INFORMATION:
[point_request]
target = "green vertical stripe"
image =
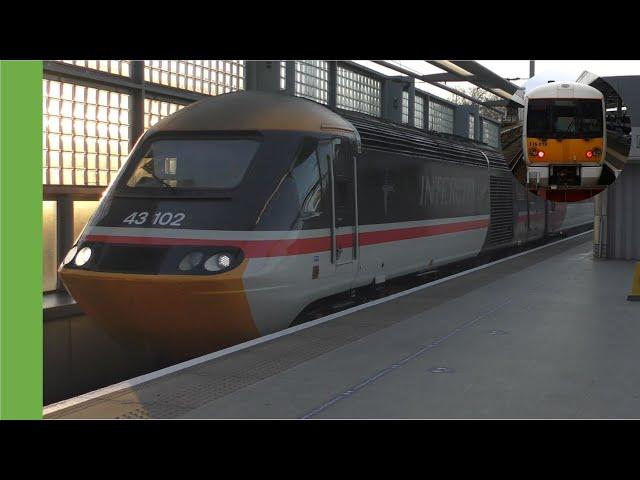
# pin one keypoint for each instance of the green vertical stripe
(21, 239)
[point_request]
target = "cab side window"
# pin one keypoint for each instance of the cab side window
(344, 185)
(309, 178)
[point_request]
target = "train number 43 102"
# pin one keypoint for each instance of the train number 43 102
(158, 218)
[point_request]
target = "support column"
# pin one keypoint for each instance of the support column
(412, 103)
(137, 103)
(263, 76)
(392, 99)
(64, 217)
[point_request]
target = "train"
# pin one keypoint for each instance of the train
(235, 213)
(564, 135)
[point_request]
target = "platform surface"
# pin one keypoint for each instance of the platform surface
(546, 335)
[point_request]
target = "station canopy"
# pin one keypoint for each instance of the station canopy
(464, 71)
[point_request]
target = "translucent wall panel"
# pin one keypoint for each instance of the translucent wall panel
(490, 133)
(116, 67)
(440, 117)
(312, 78)
(210, 77)
(82, 211)
(86, 133)
(419, 112)
(49, 246)
(156, 110)
(357, 92)
(283, 75)
(405, 107)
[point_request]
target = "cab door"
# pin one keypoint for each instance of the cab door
(344, 193)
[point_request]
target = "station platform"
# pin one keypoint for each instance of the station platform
(544, 334)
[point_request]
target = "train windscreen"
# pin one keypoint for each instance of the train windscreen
(193, 164)
(564, 118)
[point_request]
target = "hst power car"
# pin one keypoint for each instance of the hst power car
(233, 214)
(564, 135)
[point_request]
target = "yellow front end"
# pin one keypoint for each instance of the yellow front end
(565, 152)
(178, 316)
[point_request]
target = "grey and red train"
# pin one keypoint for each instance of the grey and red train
(235, 213)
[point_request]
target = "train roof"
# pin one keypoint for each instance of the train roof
(260, 111)
(378, 134)
(564, 90)
(252, 110)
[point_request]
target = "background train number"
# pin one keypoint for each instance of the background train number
(158, 218)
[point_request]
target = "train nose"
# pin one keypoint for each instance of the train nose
(177, 316)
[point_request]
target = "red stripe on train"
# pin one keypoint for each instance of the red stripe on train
(285, 247)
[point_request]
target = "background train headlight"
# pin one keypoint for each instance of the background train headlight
(83, 256)
(190, 261)
(219, 261)
(70, 255)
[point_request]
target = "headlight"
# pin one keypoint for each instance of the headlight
(190, 261)
(219, 261)
(70, 255)
(83, 256)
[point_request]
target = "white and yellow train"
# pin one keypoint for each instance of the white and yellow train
(564, 135)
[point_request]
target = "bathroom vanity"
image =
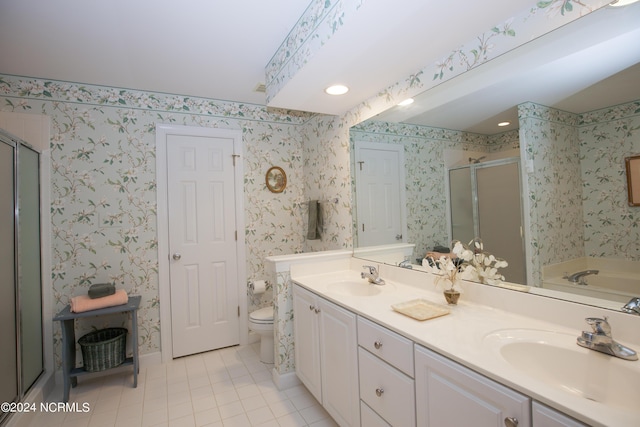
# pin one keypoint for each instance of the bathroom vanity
(482, 364)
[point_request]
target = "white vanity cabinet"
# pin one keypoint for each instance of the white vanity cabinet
(326, 354)
(543, 416)
(385, 361)
(451, 395)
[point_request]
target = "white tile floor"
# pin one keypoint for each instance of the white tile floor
(228, 387)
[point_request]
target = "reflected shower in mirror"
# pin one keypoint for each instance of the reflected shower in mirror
(573, 121)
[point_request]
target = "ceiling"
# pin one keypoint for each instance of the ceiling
(219, 49)
(593, 63)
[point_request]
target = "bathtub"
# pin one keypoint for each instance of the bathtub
(619, 284)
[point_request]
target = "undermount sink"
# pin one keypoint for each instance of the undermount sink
(556, 360)
(359, 288)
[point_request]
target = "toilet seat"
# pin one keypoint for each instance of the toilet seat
(262, 316)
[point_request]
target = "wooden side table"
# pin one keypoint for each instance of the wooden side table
(70, 372)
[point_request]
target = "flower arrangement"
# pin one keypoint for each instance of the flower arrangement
(482, 266)
(466, 262)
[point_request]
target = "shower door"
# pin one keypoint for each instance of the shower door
(485, 202)
(9, 353)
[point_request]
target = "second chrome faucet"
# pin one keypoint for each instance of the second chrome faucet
(600, 339)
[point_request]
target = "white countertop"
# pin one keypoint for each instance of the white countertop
(460, 334)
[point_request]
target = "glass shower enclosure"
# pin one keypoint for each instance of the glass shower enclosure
(22, 358)
(485, 201)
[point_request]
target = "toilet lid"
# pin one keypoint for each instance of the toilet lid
(263, 315)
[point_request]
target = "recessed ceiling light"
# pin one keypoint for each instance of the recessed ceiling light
(620, 3)
(406, 102)
(337, 90)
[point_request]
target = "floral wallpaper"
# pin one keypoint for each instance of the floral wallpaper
(551, 146)
(104, 191)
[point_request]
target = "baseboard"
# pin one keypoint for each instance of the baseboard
(284, 381)
(45, 384)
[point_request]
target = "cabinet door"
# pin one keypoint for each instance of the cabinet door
(339, 357)
(543, 416)
(450, 395)
(307, 340)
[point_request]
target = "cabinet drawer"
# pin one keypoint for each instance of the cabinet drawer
(389, 392)
(369, 418)
(387, 345)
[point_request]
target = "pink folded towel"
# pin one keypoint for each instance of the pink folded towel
(84, 303)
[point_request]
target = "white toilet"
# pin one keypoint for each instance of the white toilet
(261, 322)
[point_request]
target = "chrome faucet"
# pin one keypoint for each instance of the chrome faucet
(405, 264)
(372, 275)
(579, 276)
(633, 306)
(600, 339)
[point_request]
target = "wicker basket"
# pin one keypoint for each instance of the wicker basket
(103, 349)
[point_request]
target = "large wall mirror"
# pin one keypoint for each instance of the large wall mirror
(573, 99)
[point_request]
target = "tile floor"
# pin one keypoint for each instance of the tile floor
(227, 387)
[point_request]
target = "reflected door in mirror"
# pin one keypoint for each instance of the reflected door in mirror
(380, 193)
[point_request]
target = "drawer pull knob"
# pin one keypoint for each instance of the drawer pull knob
(511, 422)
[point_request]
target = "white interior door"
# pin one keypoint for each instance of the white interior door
(202, 243)
(380, 193)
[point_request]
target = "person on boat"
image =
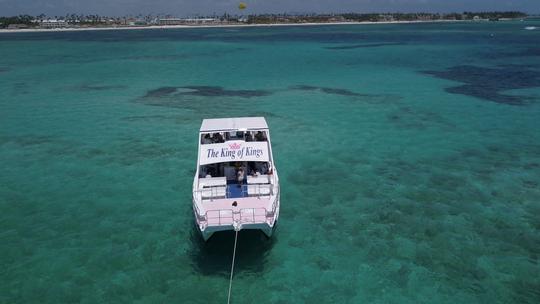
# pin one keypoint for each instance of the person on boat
(206, 139)
(240, 177)
(260, 136)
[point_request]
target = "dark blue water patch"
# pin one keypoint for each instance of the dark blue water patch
(213, 257)
(216, 91)
(488, 83)
(327, 90)
(359, 46)
(505, 54)
(407, 117)
(88, 87)
(204, 91)
(160, 92)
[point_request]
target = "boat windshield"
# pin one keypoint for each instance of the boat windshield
(230, 170)
(221, 137)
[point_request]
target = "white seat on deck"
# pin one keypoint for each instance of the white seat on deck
(259, 190)
(214, 192)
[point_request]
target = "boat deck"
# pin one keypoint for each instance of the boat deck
(247, 210)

INSTRUCTIONS FOR THE TASK:
What is needed is an exact copy of the data, with the pictures removed.

RESPONSE AREA:
[point_request]
target = "green vertical stripe"
image =
# pin one keypoint for each instance of the green vertical stripe
(21, 239)
[point_request]
target = "cab side window"
# pin one keypoint for each instance of the cab side window
(344, 185)
(309, 178)
[point_request]
target = "train number 43 102"
# pin one keypoint for each instance of the train number 43 102
(158, 218)
[point_request]
target = "support column"
# pin one keypoint for each instance of the support column
(412, 103)
(137, 103)
(263, 76)
(392, 99)
(64, 217)
[point_request]
target = "train"
# pin one keypoint for each instance of the train
(235, 213)
(564, 135)
[point_request]
target = "platform surface"
# pin one keypoint for each instance of the platform surface
(546, 335)
[point_request]
target = "station canopy"
# pin one keypoint for each instance of the station canopy
(464, 71)
[point_request]
target = "translucent wall panel"
# pin one keypoint for each instance of the translucent wall panel
(490, 133)
(116, 67)
(440, 117)
(312, 78)
(210, 77)
(82, 211)
(86, 133)
(419, 112)
(49, 246)
(156, 110)
(357, 92)
(283, 75)
(405, 107)
[point_request]
target = "cab door"
# pin one keypoint for each instance of the cab door
(344, 193)
[point_request]
target = "station platform"
# pin one keypoint for each instance of the station platform
(544, 334)
[point_request]
target = "train windscreen"
# pin one keypoint for each instance of the train windscreen
(193, 164)
(564, 118)
[point_request]
target = "hst power car"
# pin one keypoint for each instance of the hst power car
(233, 214)
(564, 135)
[point_request]
target = "yellow front end"
# pin one keypoint for each instance of the yellow front end
(565, 152)
(178, 316)
[point_request]
target = "grey and red train"
# pin one keypoint for each instance of the grey and red train
(235, 213)
[point_request]
target = "train roof"
# pin one keypoint for each instance of the train roof
(260, 111)
(378, 134)
(564, 90)
(252, 110)
[point_request]
target = "background train number"
# pin one keypoint for each instance of the background train number
(158, 218)
[point_request]
target = "train nose"
# pin one keypoint for each instance of the train nose
(177, 316)
[point_request]
target = "red stripe on train"
# pin one keypoint for each instance of the red stripe on train
(285, 247)
[point_request]
target = "background train headlight"
# pin one keypoint for each instance of the background train headlight
(83, 256)
(190, 261)
(219, 261)
(70, 255)
[point_request]
target = "headlight"
# pin one keypoint for each instance of the headlight
(190, 261)
(219, 261)
(70, 255)
(83, 256)
[point_request]
target = "white and yellow train"
# pin one keypoint for each instance of the white and yellow train
(564, 135)
[point_request]
target = "bathroom vanity"
image =
# pin one keypoint for each instance of the bathroom vanity
(482, 364)
[point_request]
target = "white vanity cabinet"
# pin one keypoint for each instance of the white vanity cabinet
(326, 354)
(543, 416)
(385, 361)
(451, 395)
[point_request]
target = "white tile floor"
# pin one keypoint for each instance of the white tile floor
(228, 387)
[point_request]
target = "reflected shower in mirror"
# pin one keypoint for each instance of the reflected shower in mirror
(573, 121)
[point_request]
target = "ceiling"
# pin one keypoint for each instance of the ceiling
(219, 49)
(593, 63)
[point_request]
target = "bathtub"
# pin one keypoint for each instance of the bathtub
(619, 284)
[point_request]
target = "undermount sink"
# pin one keypoint for each instance of the undermount sink
(556, 360)
(359, 288)
[point_request]
target = "toilet seat"
# pin one keypoint for each instance of the toilet seat
(262, 316)
[point_request]
target = "wooden side table"
# pin one keypoint for each instance of the wooden side table
(70, 372)
[point_request]
target = "flower arrangement"
# pin one keypoint for each instance of the flower arrangement
(482, 266)
(466, 262)
[point_request]
target = "shower door"
# pin one keypoint for each instance of the shower door
(485, 202)
(9, 353)
[point_request]
target = "second chrome faucet"
# pin one keypoint for each instance of the second chrome faucet
(600, 339)
[point_request]
target = "white countertop"
# pin one keypoint for each instance of the white countertop
(460, 334)
[point_request]
target = "glass shower enclosure"
# pin one keypoint for each instance of the glass shower enclosure
(22, 358)
(485, 201)
[point_request]
target = "toilet lid"
# pin one keypoint for each instance of the toilet lid
(263, 315)
[point_request]
target = "recessed ceiling light"
# pin one keypoint for each instance of the recessed ceiling light
(620, 3)
(406, 102)
(337, 90)
[point_request]
target = "floral wallpaper"
# pin one keypoint for each instance of the floral wallpaper
(551, 146)
(104, 191)
[point_request]
target = "baseboard"
# pin one keypoint for each instance of the baseboard
(284, 381)
(45, 384)
[point_request]
target = "cabinet door"
# pin one keypoint for each instance of the cabinet door
(339, 357)
(543, 416)
(450, 395)
(307, 340)
[point_request]
target = "cabinet drawer"
# pin one keypoint for each instance of the cabinet drawer
(389, 392)
(369, 418)
(387, 345)
[point_request]
target = "pink folded towel"
# pin one keypoint for each instance of the pink folded towel
(84, 303)
[point_request]
target = "white toilet"
# pin one keypoint for each instance of the white toilet
(261, 322)
[point_request]
target = "chrome faucet"
# pin one keypoint for each instance of the chrome faucet
(405, 264)
(372, 275)
(579, 276)
(633, 306)
(600, 339)
[point_request]
target = "wicker basket"
# pin one keypoint for each instance of the wicker basket
(103, 349)
[point_request]
target = "large wall mirror"
# pin one keypoint for each instance of the large wall mirror
(573, 99)
[point_request]
target = "tile floor"
# pin one keypoint for each instance of the tile floor
(227, 387)
[point_request]
target = "reflected door in mirror"
# pin one keypoint for each instance of the reflected door in mirror
(380, 193)
[point_request]
target = "drawer pull knob"
# pin one keypoint for each instance of the drawer pull knob
(511, 422)
[point_request]
target = "white interior door"
# pin one keypoint for each instance of the white interior door
(202, 243)
(380, 193)
[point_request]
target = "person on boat"
image =
# pin one keypoint for each instance of the person on boat
(206, 139)
(240, 177)
(260, 136)
[point_request]
target = "dark blue water patch"
# pin one keypoint for each instance of the dark blue water patch
(213, 257)
(216, 91)
(488, 83)
(327, 90)
(359, 46)
(505, 54)
(407, 117)
(88, 87)
(204, 91)
(160, 92)
[point_request]
target = "boat windshield"
# pin one keypoint for each instance of the boat windshield
(230, 170)
(221, 137)
[point_request]
target = "white seat on deck"
# pin one keypoint for each instance of the white seat on deck
(259, 190)
(214, 192)
[point_request]
target = "boat deck"
# pin one keypoint for each instance of the boat deck
(247, 210)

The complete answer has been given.